**Your task:**
Show each line of the records that contains the word "headphone", copied in full. Matching is case-sensitive.

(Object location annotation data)
/---

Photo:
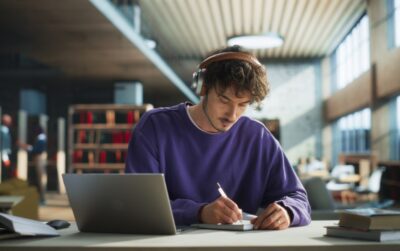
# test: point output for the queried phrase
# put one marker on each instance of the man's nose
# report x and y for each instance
(232, 113)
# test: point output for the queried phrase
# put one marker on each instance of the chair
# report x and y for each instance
(373, 186)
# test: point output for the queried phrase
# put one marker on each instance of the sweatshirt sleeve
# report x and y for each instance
(285, 188)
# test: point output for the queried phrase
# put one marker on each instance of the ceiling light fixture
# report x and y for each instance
(261, 41)
(150, 43)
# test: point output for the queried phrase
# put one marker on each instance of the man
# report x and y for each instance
(5, 143)
(196, 146)
(39, 152)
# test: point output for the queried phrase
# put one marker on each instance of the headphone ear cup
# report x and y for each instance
(197, 82)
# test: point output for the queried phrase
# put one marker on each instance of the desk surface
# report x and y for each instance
(300, 238)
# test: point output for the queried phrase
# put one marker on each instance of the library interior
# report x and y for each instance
(83, 81)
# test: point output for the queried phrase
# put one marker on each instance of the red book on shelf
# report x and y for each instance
(82, 136)
(77, 156)
(130, 119)
(127, 136)
(89, 117)
(117, 137)
(103, 157)
(82, 117)
(118, 157)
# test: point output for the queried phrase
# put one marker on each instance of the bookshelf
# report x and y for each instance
(98, 136)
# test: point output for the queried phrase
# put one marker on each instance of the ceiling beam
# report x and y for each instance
(113, 15)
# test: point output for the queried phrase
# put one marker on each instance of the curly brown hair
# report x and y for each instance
(243, 76)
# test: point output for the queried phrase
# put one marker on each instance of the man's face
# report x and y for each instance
(225, 108)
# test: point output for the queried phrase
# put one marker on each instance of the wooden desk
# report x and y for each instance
(301, 238)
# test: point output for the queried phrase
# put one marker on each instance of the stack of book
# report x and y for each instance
(367, 224)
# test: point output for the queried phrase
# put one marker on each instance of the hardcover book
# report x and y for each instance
(371, 235)
(370, 219)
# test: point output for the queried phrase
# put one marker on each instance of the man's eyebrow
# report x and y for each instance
(244, 102)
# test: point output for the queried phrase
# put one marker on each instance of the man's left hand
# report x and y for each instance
(274, 217)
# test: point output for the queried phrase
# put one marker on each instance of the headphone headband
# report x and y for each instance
(229, 56)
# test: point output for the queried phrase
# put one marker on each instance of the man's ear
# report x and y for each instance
(203, 90)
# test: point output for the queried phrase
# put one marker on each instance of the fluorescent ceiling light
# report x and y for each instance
(262, 41)
(150, 43)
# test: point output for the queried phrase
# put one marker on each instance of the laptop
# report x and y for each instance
(115, 203)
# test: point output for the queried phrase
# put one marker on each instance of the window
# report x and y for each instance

\---

**Result of this exercise:**
# put one marker on each instance of the headphone ear cup
# put one marker on each instance of the headphone headband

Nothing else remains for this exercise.